- _Требуемое действие A_
Ответьте по тексту о построении колонн на марше на следующие вопросы:
(i) Какого числа Шверин выступил из района Брандейса?
(ii) Сколькими колоннами и с какой стороны построился Фридрих Великий, двигаясь на поле сражения у Лейтена?
(iii) Что, согласно тексту, является единственным, но весьма существенным основанием сохранять построение справа или слева даже в крупных передвижениях?
- _Требуемое действие B_
Перепишите без изменений часть текста о построении колонн на марше: начните со слов «При таких обстоятельствах» и остановитесь после слов «в крупных передвижениях[98].».
- _Требуемое действие C_
Продолжите текст о построении колонн на марше, начиная сразу после его последнего приведенного предложения.

- _Извлечённый текст_
++++++++

Другой вопрос — это построение колонн справа или слева. При фланговом марше оно получается само собой. Никто не будет выполнять захождение направо, чтобы двигаться влево. При движениях вперед и назад порядок марша должен бы собственно приноравливаться к положению дороги относительно участка предстоящего развертывания. В тактике это действительно может иметь место во многих случаях, ибо расстояния в ней меньше и, следовательно, здесь легче обозреть геометрические соотношения. В стратегии же это совершенно невозможно, и если мы все-таки время от времени видим, как в ней проводят некоторую аналогию с тактикой, то это представляет собою чистый педантизм. Впрочем, раньше весь распорядок маршей являлся исключительно делом тактики, так как и на марше армия оставалась неделимым целым и имел значение только общий бой целого; поэтому, например, Шверин 5 мая, выступая из района Брандейса, не мог предусмотреть, находится ли его будущее поле сражения справа или слева от дороги, и ему пришлось произвести свой знаменитый контрмарш[97].

Когда армия старого боевого порядка двигалась к неприятелю четырьмя колоннами, то оба крыла кавалерии первой и второй боевых линий составляли обе внешние колонны, а пехотные крылья обеих линий — две средние колонны. Эти колонны могли начать движение или все справа, или все слева, или правое крыло справа, а левое  — слева, или левое — справа, а правое — слева; в последнем случае построение называлось «из середины». Все эти формы находились в известном отношении к будущему развертыванию, но в сущности они именно в этом отношении были безразличны. Когда Фридрих Великий двинулся на поле сражения у Лейтена, он построился крыльями, в четырех колоннах справа; он с легкостью, столь прославленной всеми историками, мог построить линейный боевой порядок только потому, что случайно ему захотелось атаковать левый фланг австрийцев, но если бы он захотел обойти правый фланг, то ему потребовалось бы, как под Прагой, произвести контрмарш.

Если даже тогда эти формы не соответствовали цели, то в наше время по отношению к ней они представляли бы в полном смысле слова детскую игру. Как раньше, так и теперь никто не знает положения поля сражения по отношению к тому пути, по которому приходится двигаться, и небольшая потеря времени, какая происходит от неправильного построения справа или слева, в наше время играет неизмеримо меньшую роль, чем прежде. И здесь новый боевой порядок оказывает свое благодетельное влияние: совершенно безразлично, какая дивизия прибудет первой и какую бригаду поведут первой в огонь.

При таких обстоятельствах движение колонн справа или слева имеет лишь то значение, что если его производят попеременно, то это выравнивает тяготы, выпадающие на долю войск. Последнее составляет хотя и единственное, но весьма существенное основание сохранять построение даже в крупных передвижениях[98].

++++++++

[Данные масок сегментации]
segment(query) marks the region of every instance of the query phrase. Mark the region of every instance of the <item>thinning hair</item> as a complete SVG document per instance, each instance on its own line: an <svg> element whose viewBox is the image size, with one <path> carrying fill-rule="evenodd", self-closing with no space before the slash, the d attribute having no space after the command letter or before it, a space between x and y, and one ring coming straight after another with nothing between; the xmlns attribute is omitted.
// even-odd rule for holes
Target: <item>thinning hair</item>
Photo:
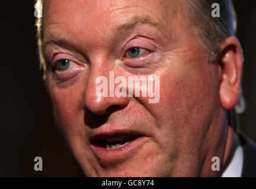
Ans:
<svg viewBox="0 0 256 189"><path fill-rule="evenodd" d="M185 8L190 21L195 25L199 36L200 43L206 58L211 63L218 62L220 56L220 45L226 38L235 36L236 17L232 0L182 0L185 2ZM43 0L35 0L43 6ZM212 16L212 5L217 3L220 7L220 17ZM42 18L35 22L37 28L38 51L40 68L44 71L46 79L47 64L43 54ZM245 108L242 92L240 88L240 96L235 107L238 113L241 113Z"/></svg>

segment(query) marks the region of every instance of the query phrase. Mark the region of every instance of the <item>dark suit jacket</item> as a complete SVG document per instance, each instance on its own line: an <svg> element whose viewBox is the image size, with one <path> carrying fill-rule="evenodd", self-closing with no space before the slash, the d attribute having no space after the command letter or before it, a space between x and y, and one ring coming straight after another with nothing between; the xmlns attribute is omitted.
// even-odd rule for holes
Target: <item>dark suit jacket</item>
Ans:
<svg viewBox="0 0 256 189"><path fill-rule="evenodd" d="M242 177L256 177L256 145L241 132L238 134L238 141L243 148L244 162L242 170ZM238 145L233 145L229 155L222 170L218 174L221 177L232 161Z"/></svg>
<svg viewBox="0 0 256 189"><path fill-rule="evenodd" d="M240 145L244 149L242 177L256 177L256 145L244 135L239 135Z"/></svg>

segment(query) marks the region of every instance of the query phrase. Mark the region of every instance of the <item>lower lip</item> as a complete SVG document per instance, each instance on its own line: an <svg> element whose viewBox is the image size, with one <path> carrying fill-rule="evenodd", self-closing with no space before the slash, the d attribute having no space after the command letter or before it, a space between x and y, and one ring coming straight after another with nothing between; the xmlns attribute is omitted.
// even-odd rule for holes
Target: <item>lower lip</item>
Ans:
<svg viewBox="0 0 256 189"><path fill-rule="evenodd" d="M93 144L90 145L90 147L102 163L112 164L114 162L127 159L132 155L134 155L136 151L138 150L139 147L148 139L148 137L141 136L125 146L110 150Z"/></svg>

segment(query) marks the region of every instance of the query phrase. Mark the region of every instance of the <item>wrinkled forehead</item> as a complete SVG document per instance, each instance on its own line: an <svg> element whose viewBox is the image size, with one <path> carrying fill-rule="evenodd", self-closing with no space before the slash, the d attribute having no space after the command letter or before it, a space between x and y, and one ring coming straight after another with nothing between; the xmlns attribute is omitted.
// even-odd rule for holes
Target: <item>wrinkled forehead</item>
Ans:
<svg viewBox="0 0 256 189"><path fill-rule="evenodd" d="M177 19L183 1L179 0L45 0L43 25L68 25L77 31L96 25L102 32L115 23L127 21L134 16L147 16L168 27ZM179 11L180 10L180 11ZM88 29L88 30L89 30ZM95 33L93 33L95 35Z"/></svg>

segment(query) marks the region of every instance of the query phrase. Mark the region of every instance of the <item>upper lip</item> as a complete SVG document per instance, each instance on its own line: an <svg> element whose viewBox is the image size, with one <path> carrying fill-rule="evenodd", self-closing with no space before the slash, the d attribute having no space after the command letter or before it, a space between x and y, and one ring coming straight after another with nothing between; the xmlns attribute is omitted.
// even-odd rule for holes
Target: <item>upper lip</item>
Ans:
<svg viewBox="0 0 256 189"><path fill-rule="evenodd" d="M93 135L90 139L90 143L93 144L99 140L104 140L106 141L118 141L122 138L142 136L145 136L142 133L134 131L127 129L117 129L108 131L99 132Z"/></svg>

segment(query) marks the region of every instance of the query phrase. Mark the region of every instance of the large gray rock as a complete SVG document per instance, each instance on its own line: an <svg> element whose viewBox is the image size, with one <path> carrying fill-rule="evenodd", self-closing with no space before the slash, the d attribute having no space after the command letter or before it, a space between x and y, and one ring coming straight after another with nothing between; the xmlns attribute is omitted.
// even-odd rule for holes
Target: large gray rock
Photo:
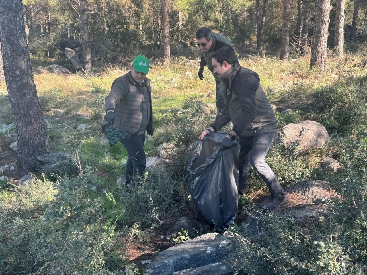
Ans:
<svg viewBox="0 0 367 275"><path fill-rule="evenodd" d="M336 160L326 157L320 161L320 166L326 172L337 173L341 170L340 165Z"/></svg>
<svg viewBox="0 0 367 275"><path fill-rule="evenodd" d="M70 59L72 56L75 55L75 51L66 47L64 50L64 54L68 59Z"/></svg>
<svg viewBox="0 0 367 275"><path fill-rule="evenodd" d="M321 124L311 120L291 123L279 129L280 141L286 147L309 148L321 147L330 139Z"/></svg>
<svg viewBox="0 0 367 275"><path fill-rule="evenodd" d="M235 271L230 269L229 265L219 263L224 263L227 260L229 261L240 242L239 237L229 232L223 235L206 234L163 251L148 265L143 274L201 274L194 273L196 271L193 269L200 268L207 270L211 267L212 275L233 274ZM221 270L220 268L224 266L228 268L227 273L214 273L218 267L222 270L224 268Z"/></svg>
<svg viewBox="0 0 367 275"><path fill-rule="evenodd" d="M18 152L18 140L13 142L9 146L9 147L11 149L13 152L17 153Z"/></svg>
<svg viewBox="0 0 367 275"><path fill-rule="evenodd" d="M50 65L46 67L46 69L50 73L59 73L63 74L68 74L71 73L70 71L66 68L59 65Z"/></svg>
<svg viewBox="0 0 367 275"><path fill-rule="evenodd" d="M149 157L146 158L145 169L148 171L156 171L164 168L164 163L158 157Z"/></svg>
<svg viewBox="0 0 367 275"><path fill-rule="evenodd" d="M72 158L69 153L61 152L41 155L37 157L37 160L45 164L52 164L63 161L71 162Z"/></svg>

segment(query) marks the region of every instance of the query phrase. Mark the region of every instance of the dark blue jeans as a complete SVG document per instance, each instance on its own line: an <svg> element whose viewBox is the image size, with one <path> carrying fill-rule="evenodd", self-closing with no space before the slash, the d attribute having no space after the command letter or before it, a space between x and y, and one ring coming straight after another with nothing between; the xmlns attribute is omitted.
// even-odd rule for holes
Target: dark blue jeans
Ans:
<svg viewBox="0 0 367 275"><path fill-rule="evenodd" d="M127 135L121 142L127 151L126 176L126 183L130 183L137 176L142 176L145 170L145 153L144 142L145 134Z"/></svg>
<svg viewBox="0 0 367 275"><path fill-rule="evenodd" d="M250 164L269 187L271 194L284 192L273 170L265 162L265 157L275 136L275 132L258 133L254 131L249 136L240 136L239 192L240 194L245 192Z"/></svg>

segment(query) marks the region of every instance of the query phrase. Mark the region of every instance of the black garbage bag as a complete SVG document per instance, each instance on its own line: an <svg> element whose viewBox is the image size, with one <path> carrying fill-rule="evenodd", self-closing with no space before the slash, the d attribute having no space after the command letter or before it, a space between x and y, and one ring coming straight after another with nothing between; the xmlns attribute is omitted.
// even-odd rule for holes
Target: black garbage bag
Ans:
<svg viewBox="0 0 367 275"><path fill-rule="evenodd" d="M111 147L117 142L124 140L126 137L124 131L119 130L110 124L104 124L102 126L102 132L108 140L108 145Z"/></svg>
<svg viewBox="0 0 367 275"><path fill-rule="evenodd" d="M211 133L199 140L188 168L189 189L199 213L219 228L230 225L238 203L240 146L233 142L231 149L221 149L226 134Z"/></svg>

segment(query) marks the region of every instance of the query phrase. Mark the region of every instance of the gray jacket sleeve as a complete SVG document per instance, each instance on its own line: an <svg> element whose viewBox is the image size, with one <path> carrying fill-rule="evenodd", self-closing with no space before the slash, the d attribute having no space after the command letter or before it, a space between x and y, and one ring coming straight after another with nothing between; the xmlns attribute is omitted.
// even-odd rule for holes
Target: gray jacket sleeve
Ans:
<svg viewBox="0 0 367 275"><path fill-rule="evenodd" d="M105 111L109 110L116 111L116 106L123 99L127 94L127 89L121 81L117 81L112 84L111 92L105 99Z"/></svg>

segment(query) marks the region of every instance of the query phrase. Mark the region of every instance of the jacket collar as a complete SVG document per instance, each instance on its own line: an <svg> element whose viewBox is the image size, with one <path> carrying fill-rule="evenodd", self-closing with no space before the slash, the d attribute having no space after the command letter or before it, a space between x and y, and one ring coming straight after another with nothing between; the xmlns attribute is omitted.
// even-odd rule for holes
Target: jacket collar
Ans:
<svg viewBox="0 0 367 275"><path fill-rule="evenodd" d="M129 77L129 81L130 82L131 84L132 84L135 86L139 86L139 85L137 83L137 82L135 81L135 80L133 78L132 75L131 74L131 71L129 71L129 72L127 73L127 75ZM144 82L143 82L143 85L145 83L145 84L146 85L147 87L149 86L149 84L150 83L150 80L149 78L146 77L145 79L144 80Z"/></svg>

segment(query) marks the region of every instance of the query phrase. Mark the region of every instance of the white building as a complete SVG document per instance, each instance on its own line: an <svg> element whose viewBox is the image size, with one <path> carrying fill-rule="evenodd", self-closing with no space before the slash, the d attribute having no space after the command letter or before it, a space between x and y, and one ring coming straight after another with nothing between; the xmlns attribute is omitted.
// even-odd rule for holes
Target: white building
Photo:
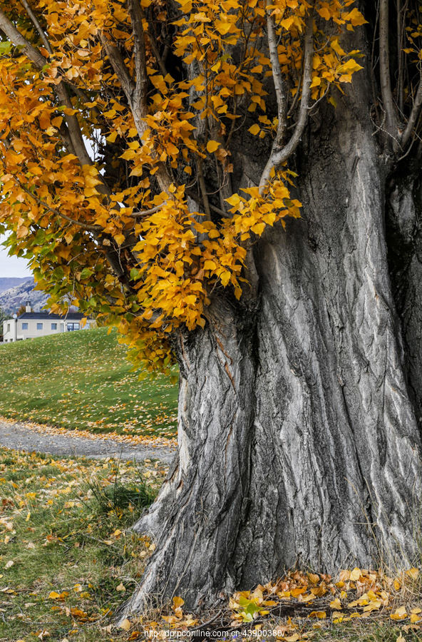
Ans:
<svg viewBox="0 0 422 642"><path fill-rule="evenodd" d="M63 316L48 312L33 312L28 302L26 311L24 314L20 317L15 315L14 318L3 322L3 341L4 343L10 343L12 341L35 339L46 335L92 327L95 322L91 319L87 319L85 325L82 325L83 317L81 312L68 312Z"/></svg>

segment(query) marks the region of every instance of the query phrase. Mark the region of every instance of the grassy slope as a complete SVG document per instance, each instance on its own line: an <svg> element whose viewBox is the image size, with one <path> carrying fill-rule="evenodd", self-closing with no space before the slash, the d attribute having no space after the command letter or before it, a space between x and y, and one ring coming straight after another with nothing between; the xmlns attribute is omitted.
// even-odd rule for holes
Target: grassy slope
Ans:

++++++++

- _Результат выполнения A_
(i) 5 мая.
(ii) Он построился крыльями, в четырех колоннах справа.
(iii) Попеременное движение колонн справа и слева выравнивает тяготы, выпадающие на долю войск.

- _Результат выполнения B_
При таких обстоятельствах движение колонн справа или слева имеет лишь то значение, что если его производят попеременно, то это выравнивает тяготы, выпадающие на долю войск. Последнее составляет хотя и единственное, но весьма существенное основание сохранять построение даже в крупных передвижениях[98].

- _Результат выполнения C_
При этих условиях построение «из середины» как определенный походный порядок само по себе отпадает и может возникать лишь случайно; марш «из середины» одной колонны в стратегии вообще представляет нелепость, так как он требовал бы двух дорог.

Впрочем, походный порядок относится скорее к тактике, чем к стратегии, ибо он представляет собою разложение целого на члены, которые после перехода снова должны обратиться в целое. Но так как в современном военном искусстве уже не обращают особого внимания на то, чтобы части непременно были вместе, а их, напротив, на марше удаляют друг от друга и предоставляют самим себе, то легко может случиться, что последствием этого будут бои, которые частям придется выдержать самим по себе и которые в сумме составят общее сражение. Вот почему мы и сочли нужным так долго задержаться на этом вопросе.

Но так как построение тремя рядом расположенными частями, как мы видели во II главе[99] этой части, оказывается самым естественным в тех случаях, когда не преобладает какая-либо специальная цель, то из него возникнет и походный порядок тремя большими колоннами, как самый естественный.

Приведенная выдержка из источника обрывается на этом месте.